**JOB**
Put the lines of the records below into a JSON list of strings, one string per line and no entries for blank lines, starting with the line that contains "beach in the photo above." and continuing through the end of the records.

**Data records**
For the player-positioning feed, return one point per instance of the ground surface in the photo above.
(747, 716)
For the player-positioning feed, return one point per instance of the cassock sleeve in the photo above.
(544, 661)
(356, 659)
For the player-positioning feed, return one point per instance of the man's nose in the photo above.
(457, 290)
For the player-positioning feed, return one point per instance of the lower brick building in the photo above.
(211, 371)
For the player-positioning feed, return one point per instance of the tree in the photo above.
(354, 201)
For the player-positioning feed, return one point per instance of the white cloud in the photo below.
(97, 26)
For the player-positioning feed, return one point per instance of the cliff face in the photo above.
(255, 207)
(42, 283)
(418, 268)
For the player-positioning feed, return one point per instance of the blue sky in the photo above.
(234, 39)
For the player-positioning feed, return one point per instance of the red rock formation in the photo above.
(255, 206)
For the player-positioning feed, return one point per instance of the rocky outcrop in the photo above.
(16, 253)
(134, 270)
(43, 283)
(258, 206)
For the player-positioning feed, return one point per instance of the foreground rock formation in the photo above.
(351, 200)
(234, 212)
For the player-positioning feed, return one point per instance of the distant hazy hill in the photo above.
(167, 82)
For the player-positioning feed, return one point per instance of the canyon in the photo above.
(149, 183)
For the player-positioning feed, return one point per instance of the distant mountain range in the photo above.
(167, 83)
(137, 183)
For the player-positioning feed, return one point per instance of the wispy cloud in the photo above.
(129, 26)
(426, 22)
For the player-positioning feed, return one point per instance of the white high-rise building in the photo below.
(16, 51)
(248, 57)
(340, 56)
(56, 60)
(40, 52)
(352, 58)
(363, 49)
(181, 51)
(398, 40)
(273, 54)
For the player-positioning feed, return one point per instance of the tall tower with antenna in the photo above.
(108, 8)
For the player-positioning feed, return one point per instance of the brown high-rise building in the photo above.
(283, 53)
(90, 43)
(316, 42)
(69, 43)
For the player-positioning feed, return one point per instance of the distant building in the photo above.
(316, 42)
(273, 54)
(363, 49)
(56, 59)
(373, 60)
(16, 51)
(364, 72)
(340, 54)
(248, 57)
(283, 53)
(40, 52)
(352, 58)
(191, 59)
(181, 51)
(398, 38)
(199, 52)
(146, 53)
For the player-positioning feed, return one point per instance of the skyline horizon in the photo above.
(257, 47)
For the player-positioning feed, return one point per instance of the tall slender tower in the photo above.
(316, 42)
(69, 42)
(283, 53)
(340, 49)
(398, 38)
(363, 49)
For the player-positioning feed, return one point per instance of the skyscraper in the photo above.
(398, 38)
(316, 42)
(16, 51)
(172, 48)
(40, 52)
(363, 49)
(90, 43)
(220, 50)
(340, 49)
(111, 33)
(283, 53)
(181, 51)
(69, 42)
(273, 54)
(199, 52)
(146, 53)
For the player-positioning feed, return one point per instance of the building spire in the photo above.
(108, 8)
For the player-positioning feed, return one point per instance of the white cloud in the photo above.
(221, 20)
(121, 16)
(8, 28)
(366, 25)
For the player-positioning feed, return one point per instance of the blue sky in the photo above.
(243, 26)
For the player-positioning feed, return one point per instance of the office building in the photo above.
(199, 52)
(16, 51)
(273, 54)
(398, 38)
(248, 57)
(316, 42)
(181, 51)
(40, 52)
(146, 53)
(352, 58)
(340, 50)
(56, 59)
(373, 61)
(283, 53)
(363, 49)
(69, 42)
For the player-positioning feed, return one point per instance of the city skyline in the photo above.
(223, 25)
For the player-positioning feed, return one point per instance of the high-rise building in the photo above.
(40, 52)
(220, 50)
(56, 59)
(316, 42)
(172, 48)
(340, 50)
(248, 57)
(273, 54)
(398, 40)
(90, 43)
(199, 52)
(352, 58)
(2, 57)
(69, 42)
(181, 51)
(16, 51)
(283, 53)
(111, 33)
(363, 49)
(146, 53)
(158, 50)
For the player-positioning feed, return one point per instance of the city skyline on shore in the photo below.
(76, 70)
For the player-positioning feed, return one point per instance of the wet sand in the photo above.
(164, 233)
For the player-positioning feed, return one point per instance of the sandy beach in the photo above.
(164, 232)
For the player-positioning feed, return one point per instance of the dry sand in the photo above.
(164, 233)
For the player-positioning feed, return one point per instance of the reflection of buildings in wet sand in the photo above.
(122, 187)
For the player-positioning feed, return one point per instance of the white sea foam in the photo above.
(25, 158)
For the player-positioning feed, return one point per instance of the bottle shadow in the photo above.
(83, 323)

**WRITTEN SOLUTION**
[
  "For the player-positioning feed, return one point per instance of the sandy beach in the photo above.",
  "(164, 232)",
  "For the player-positioning feed, return one point per instance of the dry sand in the photo above.",
  "(164, 233)",
  "For the player-positioning feed, return one point per instance of the reflection of buildings in wet sand in the photo above.",
  "(122, 187)",
  "For the player-positioning feed, return one point per instance of the white sea foam in the photo above.",
  "(25, 158)",
  "For the player-positioning feed, return one point per instance of the bottle shadow in the photo above.",
  "(83, 323)"
]